• **Assignment**
Set all of the entries down again precisely as they are written.

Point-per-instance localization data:
^^^^^^^^^^^^^^^^

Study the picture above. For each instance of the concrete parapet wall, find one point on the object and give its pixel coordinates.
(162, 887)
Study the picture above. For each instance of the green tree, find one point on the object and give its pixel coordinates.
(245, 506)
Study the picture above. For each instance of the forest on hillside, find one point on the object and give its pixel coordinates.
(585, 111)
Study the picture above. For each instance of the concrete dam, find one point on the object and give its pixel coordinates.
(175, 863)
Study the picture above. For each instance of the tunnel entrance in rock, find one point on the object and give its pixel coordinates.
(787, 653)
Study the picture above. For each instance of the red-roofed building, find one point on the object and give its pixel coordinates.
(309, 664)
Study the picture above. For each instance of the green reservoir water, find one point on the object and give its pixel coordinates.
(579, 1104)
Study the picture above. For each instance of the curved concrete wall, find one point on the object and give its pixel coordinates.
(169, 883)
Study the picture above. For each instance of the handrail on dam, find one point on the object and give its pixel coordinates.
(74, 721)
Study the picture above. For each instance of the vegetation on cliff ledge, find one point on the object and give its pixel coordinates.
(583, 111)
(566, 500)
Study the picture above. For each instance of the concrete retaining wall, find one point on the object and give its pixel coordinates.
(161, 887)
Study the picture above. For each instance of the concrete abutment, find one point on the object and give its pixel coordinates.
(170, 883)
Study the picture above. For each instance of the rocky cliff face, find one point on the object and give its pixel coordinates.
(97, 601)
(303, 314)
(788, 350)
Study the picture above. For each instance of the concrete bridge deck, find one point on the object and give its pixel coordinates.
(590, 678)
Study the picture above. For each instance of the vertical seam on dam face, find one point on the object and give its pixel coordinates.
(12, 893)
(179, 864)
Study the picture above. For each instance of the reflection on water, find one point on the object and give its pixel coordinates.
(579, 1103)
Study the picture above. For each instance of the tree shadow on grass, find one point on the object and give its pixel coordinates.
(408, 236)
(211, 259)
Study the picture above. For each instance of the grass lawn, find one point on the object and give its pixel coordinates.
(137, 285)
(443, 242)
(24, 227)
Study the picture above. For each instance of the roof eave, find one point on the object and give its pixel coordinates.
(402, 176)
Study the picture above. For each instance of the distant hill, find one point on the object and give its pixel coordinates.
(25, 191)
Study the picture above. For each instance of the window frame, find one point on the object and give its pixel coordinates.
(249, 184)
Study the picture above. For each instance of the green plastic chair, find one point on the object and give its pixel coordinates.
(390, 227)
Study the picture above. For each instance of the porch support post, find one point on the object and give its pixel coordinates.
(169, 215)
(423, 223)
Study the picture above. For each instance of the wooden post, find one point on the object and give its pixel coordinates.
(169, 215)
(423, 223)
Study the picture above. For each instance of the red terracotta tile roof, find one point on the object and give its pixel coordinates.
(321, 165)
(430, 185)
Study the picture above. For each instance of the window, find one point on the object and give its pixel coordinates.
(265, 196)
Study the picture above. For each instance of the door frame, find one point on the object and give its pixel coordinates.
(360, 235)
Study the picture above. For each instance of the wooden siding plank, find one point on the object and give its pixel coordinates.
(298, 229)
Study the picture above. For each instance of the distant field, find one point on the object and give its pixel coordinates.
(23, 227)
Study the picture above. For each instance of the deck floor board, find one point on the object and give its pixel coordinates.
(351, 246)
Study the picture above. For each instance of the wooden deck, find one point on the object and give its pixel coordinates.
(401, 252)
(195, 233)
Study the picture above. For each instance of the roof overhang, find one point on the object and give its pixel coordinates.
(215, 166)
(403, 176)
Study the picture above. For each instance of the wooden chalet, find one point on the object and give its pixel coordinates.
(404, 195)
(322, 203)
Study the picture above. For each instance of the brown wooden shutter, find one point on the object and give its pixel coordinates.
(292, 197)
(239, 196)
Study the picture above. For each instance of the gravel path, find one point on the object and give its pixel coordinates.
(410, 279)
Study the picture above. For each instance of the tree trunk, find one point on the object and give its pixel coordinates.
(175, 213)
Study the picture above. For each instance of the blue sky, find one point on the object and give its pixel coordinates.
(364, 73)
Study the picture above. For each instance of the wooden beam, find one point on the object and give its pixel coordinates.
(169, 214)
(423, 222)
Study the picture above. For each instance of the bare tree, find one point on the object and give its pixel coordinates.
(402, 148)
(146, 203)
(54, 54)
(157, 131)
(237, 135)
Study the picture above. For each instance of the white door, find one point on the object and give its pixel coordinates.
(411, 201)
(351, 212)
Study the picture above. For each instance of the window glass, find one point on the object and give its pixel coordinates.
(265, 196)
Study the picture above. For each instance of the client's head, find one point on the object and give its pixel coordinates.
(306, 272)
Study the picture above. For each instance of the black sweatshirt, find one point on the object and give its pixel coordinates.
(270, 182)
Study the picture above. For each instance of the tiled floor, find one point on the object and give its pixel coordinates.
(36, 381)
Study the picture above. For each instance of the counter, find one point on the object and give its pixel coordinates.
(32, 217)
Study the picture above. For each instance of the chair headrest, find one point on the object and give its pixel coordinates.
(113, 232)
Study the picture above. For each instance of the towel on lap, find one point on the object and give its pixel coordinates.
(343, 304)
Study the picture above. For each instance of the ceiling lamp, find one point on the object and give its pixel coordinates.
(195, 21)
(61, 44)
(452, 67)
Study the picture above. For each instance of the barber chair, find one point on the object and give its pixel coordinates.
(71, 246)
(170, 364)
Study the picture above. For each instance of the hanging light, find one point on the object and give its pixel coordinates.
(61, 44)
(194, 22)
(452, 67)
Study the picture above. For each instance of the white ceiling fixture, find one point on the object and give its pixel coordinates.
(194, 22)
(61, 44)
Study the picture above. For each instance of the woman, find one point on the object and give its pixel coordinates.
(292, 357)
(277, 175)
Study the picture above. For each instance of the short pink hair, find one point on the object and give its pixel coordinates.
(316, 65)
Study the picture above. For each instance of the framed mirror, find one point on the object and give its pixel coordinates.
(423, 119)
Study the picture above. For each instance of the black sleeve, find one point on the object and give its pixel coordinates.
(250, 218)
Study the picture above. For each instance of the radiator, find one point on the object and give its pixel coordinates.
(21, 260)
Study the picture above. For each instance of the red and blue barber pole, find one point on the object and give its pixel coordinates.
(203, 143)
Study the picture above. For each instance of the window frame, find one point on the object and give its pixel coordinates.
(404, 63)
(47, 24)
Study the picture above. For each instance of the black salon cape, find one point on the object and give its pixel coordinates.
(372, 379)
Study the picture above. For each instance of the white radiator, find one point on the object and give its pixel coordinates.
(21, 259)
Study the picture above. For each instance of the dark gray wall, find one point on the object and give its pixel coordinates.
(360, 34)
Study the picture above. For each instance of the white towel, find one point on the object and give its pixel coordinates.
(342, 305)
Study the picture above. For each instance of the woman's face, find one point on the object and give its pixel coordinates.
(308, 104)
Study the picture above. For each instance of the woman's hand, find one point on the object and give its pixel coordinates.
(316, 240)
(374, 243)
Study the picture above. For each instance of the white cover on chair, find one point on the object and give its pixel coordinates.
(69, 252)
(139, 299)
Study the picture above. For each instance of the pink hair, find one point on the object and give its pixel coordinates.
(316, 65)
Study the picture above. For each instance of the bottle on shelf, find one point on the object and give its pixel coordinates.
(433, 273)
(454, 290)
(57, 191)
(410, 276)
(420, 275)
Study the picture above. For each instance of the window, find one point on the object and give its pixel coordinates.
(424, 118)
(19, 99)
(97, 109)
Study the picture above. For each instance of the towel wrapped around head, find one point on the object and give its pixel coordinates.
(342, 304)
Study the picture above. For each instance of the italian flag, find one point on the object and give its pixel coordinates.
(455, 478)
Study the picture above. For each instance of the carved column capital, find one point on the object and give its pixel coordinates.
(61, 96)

^^^^^^^^^^^^^^^^

• **Exercise answer**
Study the picture above. For each instance of the concrete parapet wall, find one point on the object and give its pixel coordinates.
(162, 887)
Study the picture above. For each instance of the green tree, find one point on the object and give its pixel coordinates.
(245, 506)
Study the picture above. For each instance of the forest on hillside, find one point on the object and give its pixel coordinates.
(585, 111)
Study the picture above. For each instance of the concrete dam, find one point on the object and give its pixel coordinates.
(175, 863)
Study the picture above. For each instance of the tunnel entrance in rock, find one point on the object and give its pixel coordinates.
(787, 653)
Study the picture above. For each instance of the red-roofed building, find one point on the object and give its pixel coordinates.
(309, 664)
Study the picture above. For each instance of the green reservoir water, find one point on the object and give its pixel coordinates.
(579, 1104)
Study the picture above. For each instance of the curved concrete wall, find one point on the object and give its pixel coordinates.
(169, 883)
Study the picture above. For each instance of the handrail on dam, find one point on the object and give its pixel coordinates.
(74, 721)
Study the picture above. For each instance of the vegetation on cliff ledge, find one point on the object and give its pixel coordinates.
(583, 111)
(566, 500)
Study the picture above. For each instance of the concrete retaining wall, find one point on the object and give its pixel coordinates.
(161, 887)
Study the picture above. For each instance of the concrete abutment, find one point on the object and give its pixel coordinates.
(170, 883)
Study the picture above. For each instance of the rocky cliff face, find one point on the object and give its pixel coordinates.
(97, 601)
(303, 314)
(788, 350)
Study the picture above. For each instance of the concrete bridge deck, find one point on the object and give its pixel coordinates.
(590, 678)
Study the picture above. For each instance of the vertical seam on dam face, find one point on the object and give its pixel coordinates.
(12, 893)
(179, 864)
Study the picture above. For each instance of the reflection on water, find one point on the object and give its pixel coordinates.
(579, 1103)
Study the picture above. For each instance of the tree shadow on grass, find one point on the object and give its pixel coordinates.
(408, 236)
(211, 259)
Study the picture above. For each instance of the grass lawn, find one point on the object and give its pixel coordinates.
(137, 285)
(443, 242)
(24, 227)
Study the picture above. For each instance of the roof eave, find one point on the object and give its pixel coordinates.
(402, 176)
Study the picture above. For each instance of the distant hill, find one point on the object and give its pixel coordinates.
(25, 191)
Study the picture above. For each instance of the window frame, find one point on the object and give its pixel coordinates.
(249, 184)
Study the picture above. For each instance of the green plastic chair, find one point on the object and give its pixel coordinates.
(390, 227)
Study the picture above. For each instance of the porch support post, find one point on the object and give its pixel coordinates.
(169, 215)
(423, 223)
Study the picture above. For each instance of the wooden post, find one point on the object and give its pixel coordinates.
(169, 215)
(423, 223)
Study the picture above. For each instance of the red terracotta tile roof, find one point on the object and give its pixel coordinates.
(321, 165)
(430, 185)
Study the picture above. For each instance of the window, find one point on the object and give its pixel coordinates.
(265, 196)
Study the picture above. For each instance of the door frame, find one point on the object and give its pixel coordinates.
(360, 235)
Study the picture above. For each instance of the wooden siding plank, find one point on the object and give its pixel coordinates.
(298, 229)
Study the picture above. For each instance of the distant field, find one point on the object and give its pixel coordinates.
(23, 227)
Study the picture above. For each instance of the deck floor board, find one point on the object and give its pixel coordinates.
(351, 246)
Study the picture above. For each instance of the wooden deck, find one point on the object and give its pixel coordinates.
(401, 252)
(195, 233)
Study the picture above. For each instance of the roof overhang, find one point on the object and give its pixel coordinates.
(215, 166)
(403, 176)
Study the picture above. For each instance of the wooden chalet, find one point on the object and give its pixel coordinates.
(404, 195)
(322, 203)
Study the picture above. For each instance of the brown wooden shutter, find one point on the object and give its pixel coordinates.
(292, 197)
(239, 196)
Study the picture above. For each instance of the gravel path, find one point on the object and give its pixel coordinates.
(410, 279)
Study the picture above. For each instance of the tree trunk, find one point on the object and give its pixel coordinates.
(175, 213)
Study the picture above. For each instance of the blue sky, find one point on the object and give its pixel coordinates.
(364, 73)
Study the picture above. For each instance of the wooden beam, find one point on the object and give its pixel coordinates.
(169, 214)
(423, 222)
Study the picture above. For each instance of the bare tree, find one point on the object and give its pixel coordinates.
(402, 148)
(146, 203)
(54, 54)
(157, 131)
(237, 135)
Study the picture above. For each instance of the white door, find one point on the object and give its pixel coordinates.
(411, 201)
(351, 212)
Study the picture above. For each instance of the window glass, find one point on the object and give its pixel coordinates.
(265, 196)
Study the picture above. For each instance of the client's head, find one point on the object and give its pixel coordinates.
(306, 272)
Study the picture above. For each instance of the black sweatshirt, find one point on the object and give its pixel coordinates.
(270, 182)
Study the picture above. For each instance of the tiled floor, find one point on the object and give its pixel coordinates.
(36, 381)
Study the picture above. For each instance of the counter, find one point on the object and give its pixel coordinates.
(32, 217)
Study the picture above. For each instance of the chair headrest, find one point on the object and give its pixel coordinates.
(113, 232)
Study the picture above. For each instance of the towel on lap, find one point on the object and give its pixel coordinates.
(343, 304)
Study the picture above. For each instance of the ceiling lamp, find one point on the object and give its pixel coordinates.
(195, 21)
(61, 44)
(452, 67)
Study the picture above. For each instance of the barber chair, find one point on the object and give its pixel coordinates.
(71, 246)
(170, 364)
Study the picture above. For each instance of the hanging light, find one point on the object and give its pixel coordinates.
(61, 44)
(194, 22)
(452, 67)
Study the picture above. For each instance of the white ceiling fixture, find one point on the object and give its pixel coordinates.
(194, 22)
(61, 44)
Study the picture above. For each instance of the woman, find one point on the object and give its pixel coordinates.
(292, 357)
(277, 175)
Study the picture above. For each instance of the short pink hair, find one point on the object and give its pixel coordinates.
(316, 65)
Study the picture above. For each instance of the framed mirror, find one point on the object and give its pixel coordinates.
(423, 119)
Study the picture above. For each instance of the black sleeve, find one point on the object and give its pixel coordinates.
(250, 218)
Study the picture above. For each instance of the radiator, find one point on the object and give its pixel coordinates.
(21, 260)
Study the picture above. For each instance of the red and blue barber pole, find one point on the object and give its pixel coordinates.
(203, 143)
Study the picture above. For each instance of the window frame, find one point on the object and give its pixel coordinates.
(404, 63)
(47, 24)
Study the picture above. For each instance of the black salon cape, find one point on the object and give its pixel coordinates.
(372, 379)
Study the picture above. For each instance of the white radiator, find one point on the object and give its pixel coordinates.
(21, 259)
Study the picture above. For each instance of the dark gray wall, find one point on the object and give its pixel coordinates.
(360, 34)
Study the picture above. For each instance of the white towel, find one point on the object and give its pixel coordinates.
(342, 305)
Study the picture above. For each instance of the woman's face, find one point on the object and give its pixel coordinates.
(308, 104)
Study the picture above. For each instance of the woman's hand, find one point on the object and give its pixel coordinates.
(316, 240)
(374, 243)
Study the picture above. For each instance of the white cover on chair, find one point on the object and give its pixel coordinates.
(69, 252)
(139, 299)
Study the picture above. For each instance of the pink hair, find one point on the object and give its pixel coordinates.
(316, 65)
Study the picture above. For each instance of the bottle on shelf, find one point on the object and give its pixel coordinates.
(433, 273)
(454, 290)
(57, 191)
(410, 276)
(420, 275)
Study the picture above. For each instance of the window, find one point on the object and give its pixel coordinates.
(424, 118)
(19, 99)
(97, 109)
Study the picture above. For each instance of the towel wrapped around head, find one point on the object and give its pixel coordinates.
(342, 304)
Study the picture above. For each instance of the italian flag, find one point on the object and give its pixel coordinates.
(455, 478)
Study the picture above. For each instance of the carved column capital, find one point on the object and give its pixel coordinates.
(61, 96)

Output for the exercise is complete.